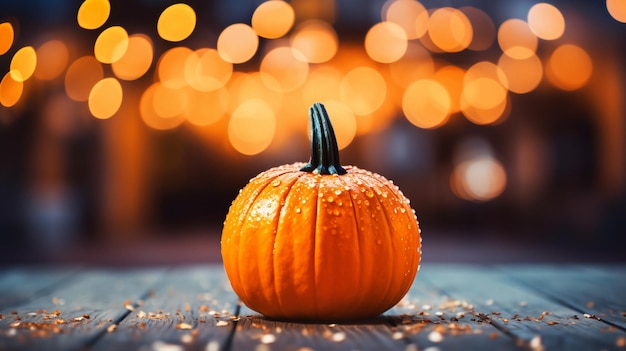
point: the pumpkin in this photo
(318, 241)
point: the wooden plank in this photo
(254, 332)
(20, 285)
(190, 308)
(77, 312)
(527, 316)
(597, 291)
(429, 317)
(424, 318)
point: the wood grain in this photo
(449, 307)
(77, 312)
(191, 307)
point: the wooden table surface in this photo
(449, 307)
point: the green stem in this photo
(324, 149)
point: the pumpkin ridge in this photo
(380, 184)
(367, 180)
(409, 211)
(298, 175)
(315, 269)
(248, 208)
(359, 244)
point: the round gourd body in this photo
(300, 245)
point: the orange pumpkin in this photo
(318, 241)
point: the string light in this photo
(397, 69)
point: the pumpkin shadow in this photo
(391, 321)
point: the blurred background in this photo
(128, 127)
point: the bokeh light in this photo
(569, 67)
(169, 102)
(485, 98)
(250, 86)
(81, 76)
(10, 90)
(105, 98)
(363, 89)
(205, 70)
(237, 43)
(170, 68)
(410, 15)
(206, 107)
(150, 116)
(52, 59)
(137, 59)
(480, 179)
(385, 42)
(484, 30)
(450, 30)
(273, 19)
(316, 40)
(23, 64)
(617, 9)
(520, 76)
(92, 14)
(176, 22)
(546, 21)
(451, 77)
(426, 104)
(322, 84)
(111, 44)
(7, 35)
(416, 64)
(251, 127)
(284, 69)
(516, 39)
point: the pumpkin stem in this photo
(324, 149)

---

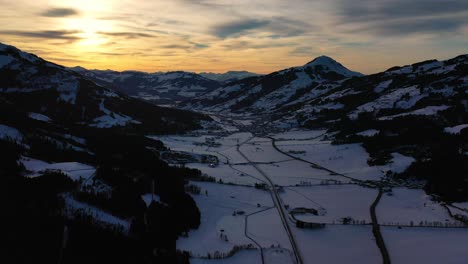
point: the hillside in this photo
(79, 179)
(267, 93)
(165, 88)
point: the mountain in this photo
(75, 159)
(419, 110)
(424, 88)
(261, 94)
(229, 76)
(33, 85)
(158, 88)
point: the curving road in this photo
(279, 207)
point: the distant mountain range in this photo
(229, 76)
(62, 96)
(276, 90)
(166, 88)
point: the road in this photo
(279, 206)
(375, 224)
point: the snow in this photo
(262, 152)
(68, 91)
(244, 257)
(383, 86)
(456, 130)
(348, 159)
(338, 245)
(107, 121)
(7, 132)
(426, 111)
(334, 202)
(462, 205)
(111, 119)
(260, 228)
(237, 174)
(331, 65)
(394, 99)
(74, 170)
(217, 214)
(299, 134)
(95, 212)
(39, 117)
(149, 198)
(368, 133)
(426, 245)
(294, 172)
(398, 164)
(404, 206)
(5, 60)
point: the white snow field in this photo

(Objective): Pick out each line of the rows above that contains the word "wooden", treating uppercase and lowercase as different.

(Output for this exercise):
point: the wooden plank in this photo
point: the wooden table surface in this photo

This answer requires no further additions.